TASK STATEMENT:
Could you transcribe every record below exactly as written, leaving out any pictures?
START DATA TO EXAMINE
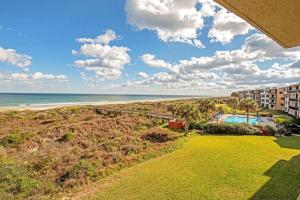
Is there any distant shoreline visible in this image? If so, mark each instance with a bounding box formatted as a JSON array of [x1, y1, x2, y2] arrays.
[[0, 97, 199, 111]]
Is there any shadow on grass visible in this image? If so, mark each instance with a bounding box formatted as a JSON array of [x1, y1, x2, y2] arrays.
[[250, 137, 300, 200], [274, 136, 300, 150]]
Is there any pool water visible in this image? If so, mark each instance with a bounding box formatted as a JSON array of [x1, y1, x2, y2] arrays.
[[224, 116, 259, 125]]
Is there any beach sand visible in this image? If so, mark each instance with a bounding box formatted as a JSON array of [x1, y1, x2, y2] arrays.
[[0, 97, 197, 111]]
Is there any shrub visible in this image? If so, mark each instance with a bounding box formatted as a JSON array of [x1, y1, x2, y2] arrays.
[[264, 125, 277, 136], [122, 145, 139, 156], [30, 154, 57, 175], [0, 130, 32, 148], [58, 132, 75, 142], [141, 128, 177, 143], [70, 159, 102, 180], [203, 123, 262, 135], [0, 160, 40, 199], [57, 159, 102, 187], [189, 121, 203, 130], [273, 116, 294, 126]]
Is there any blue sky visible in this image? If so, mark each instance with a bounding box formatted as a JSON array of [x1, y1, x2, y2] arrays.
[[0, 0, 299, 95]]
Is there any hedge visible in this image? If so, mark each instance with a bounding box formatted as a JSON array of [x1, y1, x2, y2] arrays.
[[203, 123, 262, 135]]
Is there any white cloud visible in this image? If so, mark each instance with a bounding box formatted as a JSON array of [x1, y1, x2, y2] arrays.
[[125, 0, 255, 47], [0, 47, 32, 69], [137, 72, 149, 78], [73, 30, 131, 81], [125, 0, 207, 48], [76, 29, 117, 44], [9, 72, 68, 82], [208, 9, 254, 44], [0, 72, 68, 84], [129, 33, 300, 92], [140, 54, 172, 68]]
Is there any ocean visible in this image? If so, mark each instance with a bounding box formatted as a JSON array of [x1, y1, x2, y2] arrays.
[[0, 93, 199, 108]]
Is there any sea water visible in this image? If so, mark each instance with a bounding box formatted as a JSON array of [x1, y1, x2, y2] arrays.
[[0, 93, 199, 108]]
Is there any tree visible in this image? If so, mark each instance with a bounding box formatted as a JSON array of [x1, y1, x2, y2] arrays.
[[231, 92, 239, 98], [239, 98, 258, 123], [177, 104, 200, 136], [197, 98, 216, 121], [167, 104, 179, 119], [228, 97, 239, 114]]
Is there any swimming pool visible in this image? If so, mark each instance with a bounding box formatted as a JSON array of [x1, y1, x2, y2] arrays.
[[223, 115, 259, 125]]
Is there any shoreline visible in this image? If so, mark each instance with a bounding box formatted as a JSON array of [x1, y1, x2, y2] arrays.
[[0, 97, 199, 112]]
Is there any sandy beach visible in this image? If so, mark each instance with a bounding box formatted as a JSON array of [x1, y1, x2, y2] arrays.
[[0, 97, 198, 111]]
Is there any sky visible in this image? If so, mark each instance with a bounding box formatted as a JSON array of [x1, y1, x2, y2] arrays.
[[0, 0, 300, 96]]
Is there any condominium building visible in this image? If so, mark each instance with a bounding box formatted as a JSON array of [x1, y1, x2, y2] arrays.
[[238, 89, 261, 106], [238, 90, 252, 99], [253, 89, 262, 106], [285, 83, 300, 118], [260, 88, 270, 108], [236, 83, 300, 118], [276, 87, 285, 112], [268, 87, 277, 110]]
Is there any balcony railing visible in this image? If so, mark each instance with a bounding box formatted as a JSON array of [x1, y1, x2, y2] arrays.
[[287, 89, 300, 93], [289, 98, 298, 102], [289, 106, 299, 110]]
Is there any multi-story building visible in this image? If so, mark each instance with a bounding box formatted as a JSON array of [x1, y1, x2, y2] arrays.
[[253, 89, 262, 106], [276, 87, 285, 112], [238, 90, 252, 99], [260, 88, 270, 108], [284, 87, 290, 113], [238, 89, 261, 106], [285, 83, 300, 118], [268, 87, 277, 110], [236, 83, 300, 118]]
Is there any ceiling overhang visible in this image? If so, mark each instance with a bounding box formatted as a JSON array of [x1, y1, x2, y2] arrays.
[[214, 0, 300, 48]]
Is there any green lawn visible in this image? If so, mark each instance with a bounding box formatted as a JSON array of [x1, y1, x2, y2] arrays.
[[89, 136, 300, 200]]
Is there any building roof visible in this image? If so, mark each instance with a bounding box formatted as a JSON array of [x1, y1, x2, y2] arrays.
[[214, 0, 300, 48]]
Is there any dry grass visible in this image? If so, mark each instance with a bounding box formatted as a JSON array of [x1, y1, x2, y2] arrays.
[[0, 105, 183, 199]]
END DATA TO EXAMINE
SOLUTION TO THIS PROBLEM:
Is there any distant shoreline visible in this image? If so, mark each instance with a bounding box formatted as a JSON array of [x1, y1, x2, y2] arrays.
[[0, 97, 199, 111]]
Is there any shadow on grass visible in this image? If so, mark each instance with a bounding box formatted as a JSON array of [x1, y1, x2, y2] arrays.
[[250, 137, 300, 200], [274, 136, 300, 150]]
Is there any pool water visible in this image? If so, mark each instance with a bounding box formatted as a JSON array of [x1, y1, x2, y2] arrays.
[[224, 116, 259, 125]]
Is there any beach sand visible in this image? If so, mark each instance with a bounding box formatted as a JSON array of [x1, y1, x2, y2] arrays.
[[0, 97, 197, 111]]
Is there any shrub visible in this image? If so, mark each instance with a bounding box formatted as a JSON array of [x1, y1, x2, y2] arrays.
[[264, 125, 277, 136], [122, 145, 139, 156], [30, 154, 57, 175], [0, 130, 32, 148], [58, 132, 75, 142], [141, 128, 177, 143], [70, 159, 102, 180], [203, 123, 262, 135], [0, 160, 40, 199], [57, 159, 102, 187], [189, 121, 203, 130], [273, 116, 294, 126]]
Is there any blue sky visible in this image? If so, mark each instance with a bounding box formatted as a JSON array of [x1, y1, x2, y2] arrays.
[[0, 0, 299, 95]]
Is there any hedge visible in this image? If so, mark each instance with a bounding box formatted as a JSON array of [x1, y1, x2, y2] arrays.
[[203, 123, 262, 135]]
Is there any white cloud visible in this image? If so, mark each instance with a bounding box formatted as a JSON array of [x1, y1, x2, y2] arrays.
[[125, 0, 255, 47], [0, 47, 32, 69], [137, 72, 149, 78], [73, 30, 131, 81], [125, 0, 207, 48], [76, 29, 117, 44], [9, 72, 68, 82], [208, 9, 254, 44], [0, 72, 68, 84], [129, 33, 300, 92], [140, 54, 172, 68]]
Is there any ocean visible in this image? If so, mark each instance with a bounding box formatted as a JSON array of [x1, y1, x2, y2] arrays.
[[0, 93, 199, 108]]
Is there any sea water visible in this image? If so, mark each instance with a bounding box formatted as a JSON array of [x1, y1, x2, y2] arrays.
[[0, 93, 199, 108]]
Is there any tree visible in this image? If so, mark each instance with a bounding box formatted as a JSON array of [x1, y1, x2, y2] arrays.
[[231, 92, 239, 98], [239, 98, 258, 123], [177, 104, 200, 136], [197, 98, 216, 121], [167, 104, 179, 119], [228, 97, 239, 114]]
Is there any swimming pool visible in this image? If so, mark each instance with a bounding box formatted as a JSON array of [x1, y1, x2, y2] arrays.
[[223, 115, 259, 125]]
Is there any shoreline visible in this image? If so, mark each instance with a bounding box formatted as a JSON array of [x1, y1, x2, y2] arrays.
[[0, 97, 199, 112]]
Is there any sandy beach visible in this image? If so, mark each instance with a bounding box formatted as a JSON array of [x1, y1, x2, y2] arrays.
[[0, 97, 198, 111]]
Is there any sky visible in this image? If so, mark each instance with a bounding box formatted as a JSON array of [x1, y1, x2, y2] arrays.
[[0, 0, 300, 96]]
Is there any condominium building visible in this image? If so, mark each instance with a bounding box formatted as a JSON array of [x1, y1, x2, y2] arrays.
[[238, 89, 261, 106], [238, 90, 252, 99], [253, 89, 262, 106], [285, 83, 300, 118], [260, 88, 270, 108], [236, 83, 300, 118], [276, 87, 285, 112], [268, 87, 277, 110]]
Is there any balcony railing visible in this image? If so, mark each instance with a bounding box formatted as a JSON array of [x1, y1, x2, y2] arrays.
[[287, 89, 300, 93], [289, 98, 298, 102], [289, 106, 299, 110]]
Is there any multi-story building visible in this image? If so, mark each instance with a bounding box formatted as a JSON array of [x1, y1, x2, y2] arrays.
[[253, 89, 262, 106], [276, 87, 285, 112], [238, 90, 252, 99], [260, 88, 270, 108], [284, 87, 290, 113], [238, 89, 261, 106], [285, 83, 300, 118], [268, 87, 277, 110], [236, 83, 300, 118]]
Is there any ceiling overhang visible in this image? If so, mark each instance with a bounding box formatted as a JSON array of [x1, y1, x2, y2] arrays.
[[214, 0, 300, 48]]
Is there any green lawn visible in this image? If so, mark each instance with a bounding box formatted as a JSON array of [x1, y1, x2, y2] arrays.
[[89, 136, 300, 200]]
Is there any building roof visible in this image? If so, mark each instance with a bounding box formatted as a JSON array of [x1, y1, x2, y2] arrays.
[[214, 0, 300, 48]]
Is there any dry grass visible in this image? If so, mark each instance with a bounding box formatted as a JSON array of [x1, y1, x2, y2] arrays.
[[0, 105, 183, 199]]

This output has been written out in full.